> **DIRECTIONS**:
Reproduce the records starting at the line that contains "Teacher note: indicate the overcast" and running to the last line, exactly and in full.

(Image-grounded pointing data)
........

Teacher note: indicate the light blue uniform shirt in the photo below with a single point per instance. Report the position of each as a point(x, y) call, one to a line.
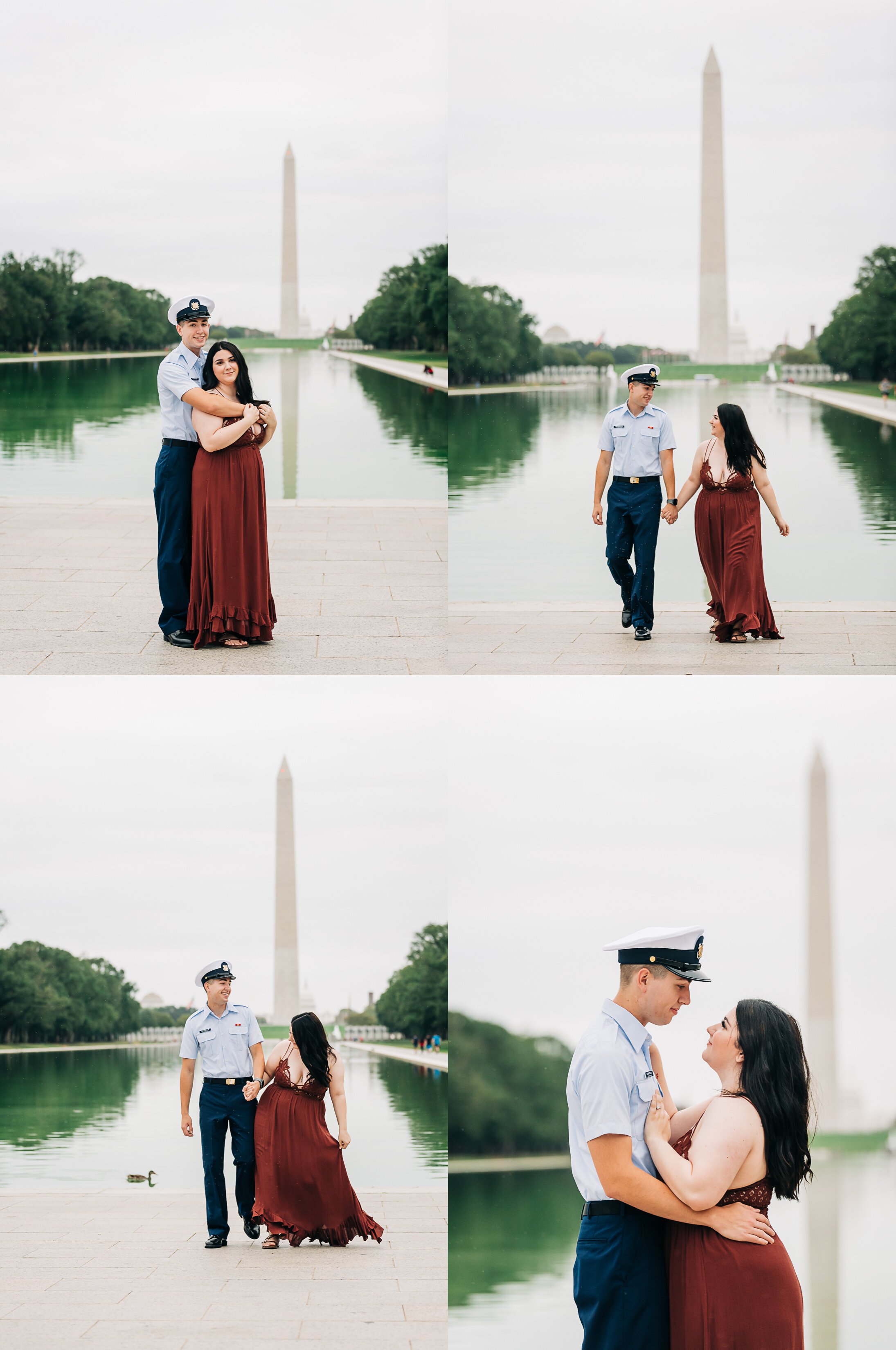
point(636, 442)
point(609, 1091)
point(223, 1041)
point(180, 370)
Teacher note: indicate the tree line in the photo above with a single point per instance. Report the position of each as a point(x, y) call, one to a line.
point(49, 995)
point(509, 1093)
point(861, 337)
point(410, 312)
point(416, 998)
point(44, 308)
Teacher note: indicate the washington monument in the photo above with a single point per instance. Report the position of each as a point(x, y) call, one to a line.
point(289, 266)
point(714, 334)
point(285, 925)
point(821, 1028)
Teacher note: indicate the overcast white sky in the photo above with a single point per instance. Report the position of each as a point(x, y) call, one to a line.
point(576, 148)
point(590, 809)
point(138, 821)
point(150, 138)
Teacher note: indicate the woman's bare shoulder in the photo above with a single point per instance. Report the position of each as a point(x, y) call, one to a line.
point(733, 1110)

........

> **ANSWER BOX**:
Teacher note: indicate the overcast white sky in the photo above with a single point per instance. Report the position of each as a point(x, y) call, one to a line.
point(576, 148)
point(590, 809)
point(138, 821)
point(150, 138)
Teacher note: indicate the woman's bare shoulder in the photo above with a single point per instance. Report the position of each as a point(x, y) call, one to a line.
point(733, 1110)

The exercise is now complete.